[Entries taken from a collection]
◇ ◇ ◇ ◇ ◇

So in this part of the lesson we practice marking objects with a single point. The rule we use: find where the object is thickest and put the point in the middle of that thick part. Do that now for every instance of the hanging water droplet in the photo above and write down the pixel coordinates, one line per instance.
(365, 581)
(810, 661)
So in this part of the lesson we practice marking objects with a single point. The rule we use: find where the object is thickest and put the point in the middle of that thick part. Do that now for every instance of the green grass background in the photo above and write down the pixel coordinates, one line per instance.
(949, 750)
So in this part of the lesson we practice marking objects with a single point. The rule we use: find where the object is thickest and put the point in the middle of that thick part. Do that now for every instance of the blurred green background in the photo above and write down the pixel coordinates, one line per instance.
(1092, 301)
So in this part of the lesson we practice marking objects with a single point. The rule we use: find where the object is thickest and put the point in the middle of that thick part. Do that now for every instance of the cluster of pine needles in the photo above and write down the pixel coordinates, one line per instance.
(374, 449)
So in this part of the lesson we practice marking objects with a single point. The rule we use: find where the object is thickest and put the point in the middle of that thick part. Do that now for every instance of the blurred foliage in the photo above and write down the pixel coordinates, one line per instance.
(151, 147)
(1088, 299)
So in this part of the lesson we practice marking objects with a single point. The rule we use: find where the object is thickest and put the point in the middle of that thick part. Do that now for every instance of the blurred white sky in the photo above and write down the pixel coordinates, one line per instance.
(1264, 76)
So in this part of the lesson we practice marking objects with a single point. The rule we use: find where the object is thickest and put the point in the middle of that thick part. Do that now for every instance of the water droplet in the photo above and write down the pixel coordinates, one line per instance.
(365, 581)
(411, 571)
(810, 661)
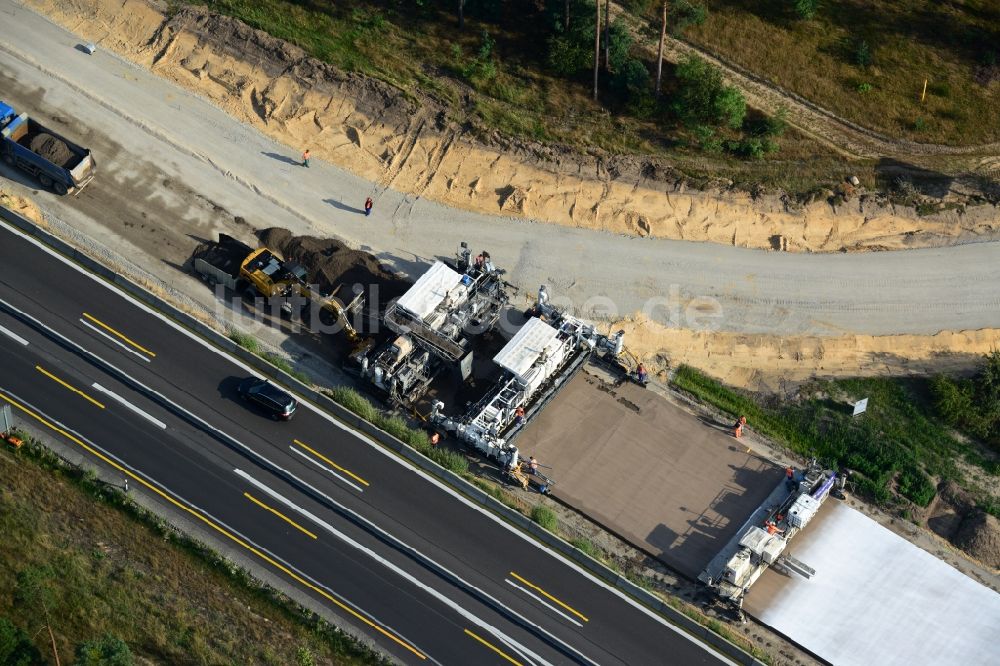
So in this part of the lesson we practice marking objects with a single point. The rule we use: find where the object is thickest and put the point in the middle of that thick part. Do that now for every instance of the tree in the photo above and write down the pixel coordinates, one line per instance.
(108, 650)
(597, 45)
(659, 53)
(16, 649)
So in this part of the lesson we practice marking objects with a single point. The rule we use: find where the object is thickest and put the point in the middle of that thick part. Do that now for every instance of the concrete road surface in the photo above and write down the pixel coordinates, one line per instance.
(168, 159)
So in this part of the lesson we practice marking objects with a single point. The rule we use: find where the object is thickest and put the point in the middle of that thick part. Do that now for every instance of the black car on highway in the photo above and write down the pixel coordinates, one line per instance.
(262, 393)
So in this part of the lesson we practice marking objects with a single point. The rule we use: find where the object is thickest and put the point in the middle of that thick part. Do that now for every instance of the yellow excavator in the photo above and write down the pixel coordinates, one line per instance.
(259, 271)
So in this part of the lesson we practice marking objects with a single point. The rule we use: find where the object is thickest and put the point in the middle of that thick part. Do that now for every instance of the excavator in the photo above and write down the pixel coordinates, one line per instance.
(259, 271)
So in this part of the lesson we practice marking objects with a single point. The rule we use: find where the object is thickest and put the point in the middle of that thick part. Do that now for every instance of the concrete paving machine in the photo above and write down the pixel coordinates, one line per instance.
(432, 324)
(536, 363)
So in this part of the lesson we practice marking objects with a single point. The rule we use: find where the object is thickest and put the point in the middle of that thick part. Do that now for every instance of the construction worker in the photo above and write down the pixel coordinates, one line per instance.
(738, 428)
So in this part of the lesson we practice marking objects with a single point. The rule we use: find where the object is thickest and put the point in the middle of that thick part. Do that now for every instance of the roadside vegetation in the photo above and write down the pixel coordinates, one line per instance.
(867, 60)
(525, 69)
(916, 433)
(84, 568)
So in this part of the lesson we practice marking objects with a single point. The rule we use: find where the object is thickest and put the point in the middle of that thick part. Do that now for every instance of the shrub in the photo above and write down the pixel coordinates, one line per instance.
(545, 517)
(806, 9)
(862, 54)
(107, 650)
(684, 14)
(702, 97)
(16, 648)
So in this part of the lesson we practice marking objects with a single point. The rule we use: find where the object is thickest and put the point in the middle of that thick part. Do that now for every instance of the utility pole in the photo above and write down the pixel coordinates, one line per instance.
(597, 45)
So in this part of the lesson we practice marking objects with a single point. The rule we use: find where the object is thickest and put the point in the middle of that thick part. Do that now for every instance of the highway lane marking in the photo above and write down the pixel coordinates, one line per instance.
(279, 515)
(325, 469)
(549, 596)
(13, 336)
(468, 615)
(331, 463)
(494, 648)
(211, 522)
(542, 602)
(117, 342)
(125, 403)
(375, 446)
(70, 387)
(118, 334)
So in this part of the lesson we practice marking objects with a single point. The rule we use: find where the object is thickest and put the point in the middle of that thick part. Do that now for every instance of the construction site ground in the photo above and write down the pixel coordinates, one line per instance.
(174, 171)
(173, 165)
(674, 485)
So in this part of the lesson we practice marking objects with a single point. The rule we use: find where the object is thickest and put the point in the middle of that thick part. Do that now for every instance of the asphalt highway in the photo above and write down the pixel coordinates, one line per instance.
(429, 576)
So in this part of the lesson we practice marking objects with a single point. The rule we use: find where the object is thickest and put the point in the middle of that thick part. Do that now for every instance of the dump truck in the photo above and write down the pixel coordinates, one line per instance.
(258, 271)
(58, 163)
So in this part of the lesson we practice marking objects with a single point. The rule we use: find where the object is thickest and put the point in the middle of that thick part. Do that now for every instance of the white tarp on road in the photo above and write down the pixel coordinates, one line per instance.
(877, 599)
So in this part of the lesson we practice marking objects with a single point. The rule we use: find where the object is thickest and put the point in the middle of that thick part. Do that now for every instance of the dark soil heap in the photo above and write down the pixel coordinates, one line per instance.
(52, 149)
(331, 263)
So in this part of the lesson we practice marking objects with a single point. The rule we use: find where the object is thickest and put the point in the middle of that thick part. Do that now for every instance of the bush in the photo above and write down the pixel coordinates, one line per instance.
(683, 15)
(862, 54)
(914, 485)
(806, 9)
(16, 648)
(545, 517)
(107, 650)
(703, 98)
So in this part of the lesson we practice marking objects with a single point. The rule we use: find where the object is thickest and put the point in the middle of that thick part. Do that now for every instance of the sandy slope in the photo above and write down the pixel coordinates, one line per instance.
(376, 132)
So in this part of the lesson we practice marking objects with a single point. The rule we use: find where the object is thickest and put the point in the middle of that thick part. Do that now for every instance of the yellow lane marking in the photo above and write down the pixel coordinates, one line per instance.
(550, 597)
(221, 530)
(71, 388)
(494, 648)
(279, 515)
(117, 334)
(330, 462)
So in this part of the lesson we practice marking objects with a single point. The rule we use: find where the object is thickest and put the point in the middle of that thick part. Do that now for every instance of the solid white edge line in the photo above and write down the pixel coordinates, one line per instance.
(326, 469)
(384, 451)
(13, 336)
(208, 514)
(442, 598)
(544, 603)
(117, 342)
(125, 403)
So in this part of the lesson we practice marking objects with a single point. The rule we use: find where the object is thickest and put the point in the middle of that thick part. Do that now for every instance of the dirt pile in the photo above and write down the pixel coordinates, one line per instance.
(331, 263)
(765, 362)
(376, 131)
(979, 536)
(22, 206)
(53, 149)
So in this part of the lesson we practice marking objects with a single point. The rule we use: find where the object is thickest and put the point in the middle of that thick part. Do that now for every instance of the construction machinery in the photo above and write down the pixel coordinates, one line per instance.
(260, 272)
(536, 363)
(761, 542)
(57, 162)
(432, 324)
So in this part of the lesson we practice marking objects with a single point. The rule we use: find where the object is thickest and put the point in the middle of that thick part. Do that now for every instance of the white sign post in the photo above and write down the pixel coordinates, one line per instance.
(860, 407)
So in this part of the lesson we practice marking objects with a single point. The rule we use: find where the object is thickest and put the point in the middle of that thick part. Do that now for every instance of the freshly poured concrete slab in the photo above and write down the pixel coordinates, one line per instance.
(672, 484)
(877, 599)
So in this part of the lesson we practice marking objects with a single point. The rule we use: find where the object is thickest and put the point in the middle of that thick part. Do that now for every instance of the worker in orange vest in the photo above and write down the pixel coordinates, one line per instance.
(738, 428)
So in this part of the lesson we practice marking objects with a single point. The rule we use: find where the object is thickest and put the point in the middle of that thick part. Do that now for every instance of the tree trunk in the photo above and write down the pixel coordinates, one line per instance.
(607, 34)
(659, 57)
(597, 45)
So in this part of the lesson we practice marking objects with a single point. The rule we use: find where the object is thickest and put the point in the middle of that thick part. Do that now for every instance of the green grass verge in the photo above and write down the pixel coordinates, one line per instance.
(398, 428)
(897, 448)
(104, 565)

◇ ◇ ◇ ◇ ◇

WORK TO COMPLETE:
Restate, word for word, the final stretch of the entries above: the line containing "the tree trunk" and every line after it, up to and including the last.

WRITTEN RESPONSE:
So in this part of the lesson we practice marking objects with a single point. The rule we use: find where the object is thickest and put the point in the middle of that thick part. Do that now for every instance of the tree trunk in the photo above and write down the pixel coordinates, one line per instance.
(607, 34)
(659, 57)
(597, 45)
So in this part of the lesson we practice marking objects with a single point. The rule we use: find where the object is thickest and put the point in the middle of that thick part. Do that now for every instance of the green grass verge in the photo above and write down the pixel coordinates, one line per instance.
(398, 428)
(897, 448)
(104, 565)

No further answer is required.